## Records supplied

_ _ _ _

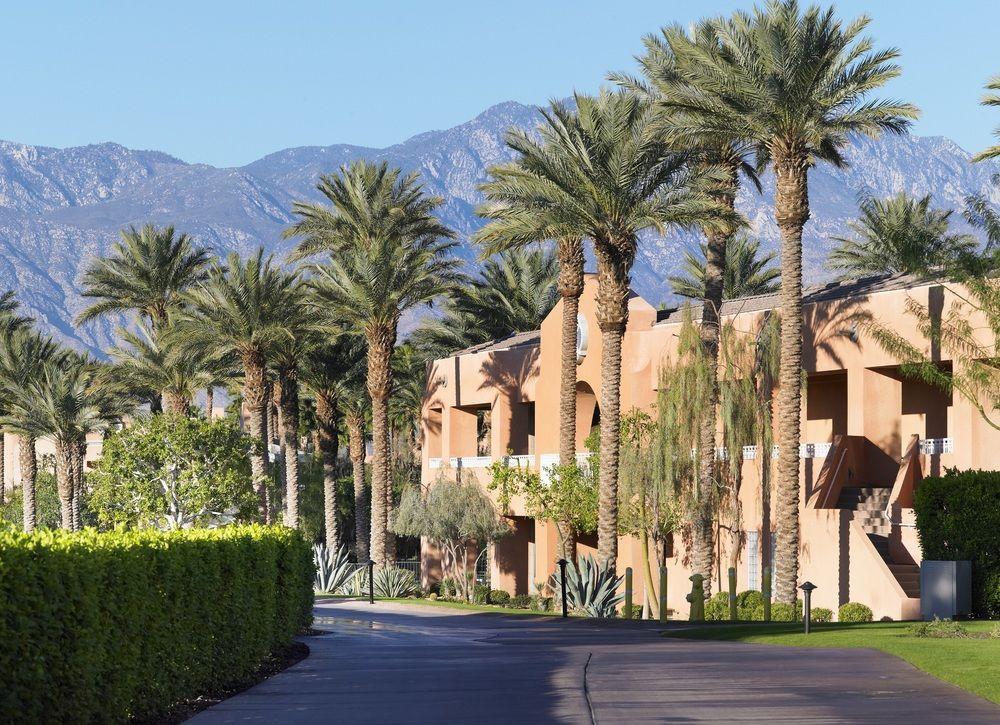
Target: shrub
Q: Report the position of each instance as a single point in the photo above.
(520, 601)
(958, 519)
(821, 614)
(854, 612)
(123, 625)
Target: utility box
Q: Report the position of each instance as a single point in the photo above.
(945, 589)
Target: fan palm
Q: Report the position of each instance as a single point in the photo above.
(389, 254)
(793, 83)
(603, 173)
(331, 372)
(746, 271)
(146, 272)
(899, 234)
(64, 402)
(23, 354)
(244, 309)
(513, 292)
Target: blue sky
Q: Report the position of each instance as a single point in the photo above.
(226, 82)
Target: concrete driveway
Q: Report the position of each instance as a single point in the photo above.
(392, 663)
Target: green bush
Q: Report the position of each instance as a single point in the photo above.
(854, 612)
(958, 519)
(499, 597)
(107, 627)
(821, 614)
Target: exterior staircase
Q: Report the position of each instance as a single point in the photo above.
(868, 504)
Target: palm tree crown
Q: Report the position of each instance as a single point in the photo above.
(146, 272)
(899, 234)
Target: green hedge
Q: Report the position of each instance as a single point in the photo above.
(111, 626)
(958, 519)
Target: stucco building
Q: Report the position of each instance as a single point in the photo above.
(869, 434)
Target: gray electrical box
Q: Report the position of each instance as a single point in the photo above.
(945, 589)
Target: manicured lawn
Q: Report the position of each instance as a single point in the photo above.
(972, 664)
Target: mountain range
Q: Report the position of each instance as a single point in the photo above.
(61, 207)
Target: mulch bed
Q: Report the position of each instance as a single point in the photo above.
(274, 664)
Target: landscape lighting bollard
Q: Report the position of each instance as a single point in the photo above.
(562, 585)
(807, 613)
(663, 594)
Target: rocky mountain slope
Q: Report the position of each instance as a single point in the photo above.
(60, 207)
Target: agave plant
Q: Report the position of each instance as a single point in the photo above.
(333, 570)
(590, 588)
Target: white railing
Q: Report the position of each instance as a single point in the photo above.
(936, 446)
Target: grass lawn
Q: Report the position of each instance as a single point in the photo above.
(972, 664)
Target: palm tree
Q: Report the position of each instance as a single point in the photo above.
(146, 272)
(747, 271)
(153, 362)
(244, 309)
(991, 99)
(899, 234)
(23, 355)
(65, 402)
(794, 84)
(513, 292)
(330, 372)
(389, 254)
(604, 174)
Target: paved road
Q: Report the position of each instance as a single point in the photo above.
(392, 663)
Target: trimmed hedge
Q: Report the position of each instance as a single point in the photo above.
(111, 626)
(958, 519)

_ _ _ _

## Assignment
An exact copy of the material above is required, free of any pictures.

## Result of the task
Target: shrub
Q: Report the position of each instance as a single point in the photo above.
(520, 601)
(958, 519)
(821, 614)
(854, 612)
(123, 625)
Target: utility box
Q: Report the position of each instance as a single point in the photo above.
(945, 589)
Target: fan palm
Q: Report the position of each instance as a single point in the photo above.
(389, 254)
(793, 83)
(603, 173)
(331, 372)
(746, 271)
(146, 272)
(899, 234)
(64, 402)
(23, 354)
(244, 309)
(513, 292)
Target: blue sky
Q: Report the position of each instance as a single point in the photo above.
(226, 82)
Target: concrete driveway
Q: Report the position of each instance as a single point in the photo above.
(392, 663)
Target: green bush
Q: Report the position of each instance as a single point in the photo above.
(854, 612)
(958, 519)
(499, 597)
(107, 627)
(821, 614)
Target: exterior staircase
Q: Report the position of each instance as a single point in the photo above.
(868, 504)
Target: palm tree crown
Q: Report the position of each instance as a single point in the photo above.
(146, 272)
(899, 234)
Target: green hedge
Q: Report the position of each instance as a single point in the photo above.
(111, 626)
(958, 519)
Target: stucco building
Q: Report the position of each instance as a single point in the photo above.
(869, 434)
Target: gray electrical box
Q: Report the position of each instance as a single point in the photo above.
(945, 589)
Target: manicured lawn
Q: Report the position of each instance as a single point in the photo above.
(972, 664)
Target: mountain range
Q: Report the position of each instance as a single point in the photo above.
(61, 207)
Target: mulch bed
Q: Report the position of each instance as a single point in the photo above.
(274, 664)
Target: landscape lighting bollard
Q: Report the position of each instance as a single point in the photo above.
(562, 585)
(807, 613)
(663, 594)
Target: rocky mountain slope
Q: Report the position of each instance as a single point in the photo above.
(60, 207)
Target: agave plant
Q: Report the position of each instance as a single point in the photo above.
(333, 570)
(590, 588)
Target: white railing
Q: Report the position of each instance as a single point in the photo above.
(936, 446)
Target: grass lawn
Q: Report the position of each instance as a single point in the photo above.
(972, 664)
Target: palm tree
Q: Report the position of each instance as a single point in the photo above.
(146, 272)
(747, 271)
(153, 362)
(244, 309)
(991, 99)
(899, 234)
(23, 355)
(65, 402)
(794, 84)
(513, 292)
(330, 372)
(389, 254)
(604, 174)
Target: paved road
Q: Report the position of each instance as a single point in the photo above.
(392, 663)
Target: trimmed hedge
Q: Report the position of each instance as a single point in the photo above.
(111, 626)
(958, 519)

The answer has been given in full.